(Stored entries)
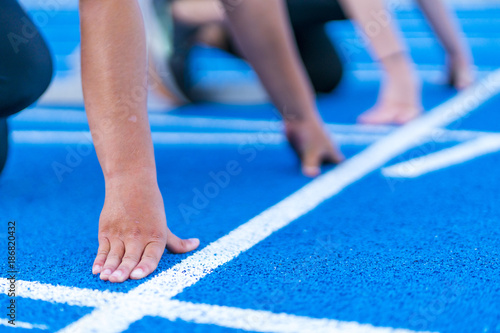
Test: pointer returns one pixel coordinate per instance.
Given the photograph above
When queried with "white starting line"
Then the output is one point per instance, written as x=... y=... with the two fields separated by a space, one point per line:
x=151 y=297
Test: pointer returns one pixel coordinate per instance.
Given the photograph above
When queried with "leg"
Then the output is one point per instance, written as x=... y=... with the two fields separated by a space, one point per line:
x=26 y=65
x=25 y=68
x=319 y=56
x=132 y=227
x=269 y=47
x=450 y=35
x=400 y=99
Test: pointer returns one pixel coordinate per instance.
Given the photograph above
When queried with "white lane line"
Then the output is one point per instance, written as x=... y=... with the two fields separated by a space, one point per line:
x=260 y=321
x=20 y=324
x=117 y=316
x=60 y=294
x=231 y=317
x=445 y=158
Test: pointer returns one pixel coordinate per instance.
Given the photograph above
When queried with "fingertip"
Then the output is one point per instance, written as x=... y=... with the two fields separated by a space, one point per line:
x=193 y=243
x=117 y=276
x=310 y=171
x=96 y=269
x=105 y=274
x=138 y=274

Description of the task —
Pictures should be skipped, and the records retyped word for word.

Response —
Test: pointer returns one pixel coordinate per instance.
Given the photograph above
When queried with "white starting line"
Then the output is one point per instance, written as x=... y=... with the two fields separated by a space, one point per line:
x=151 y=297
Test: pointer returns one pixel coordinate per instance.
Given the photograph above
When queried with "leg"
Then the output is one point per instance, written as x=... y=... with the two fields separated by a space, one point per line:
x=26 y=65
x=25 y=68
x=319 y=56
x=132 y=227
x=269 y=47
x=450 y=35
x=400 y=99
Test: pointer returns one pixel coordinate per instance.
Given the photograph above
When queried with "white lane line"
Then the output is one point per instance, written as x=... y=... with the two fields separated by a space, one point per line:
x=260 y=321
x=20 y=324
x=117 y=316
x=60 y=294
x=231 y=317
x=445 y=158
Test: pointer returns one pixel coordinate per instance.
Given the photograph above
When queried with "fingertip"
Then the output is one point per instance, written as x=... y=... with the two fields separated by a space, one point per line:
x=193 y=243
x=117 y=276
x=310 y=171
x=96 y=269
x=105 y=274
x=138 y=274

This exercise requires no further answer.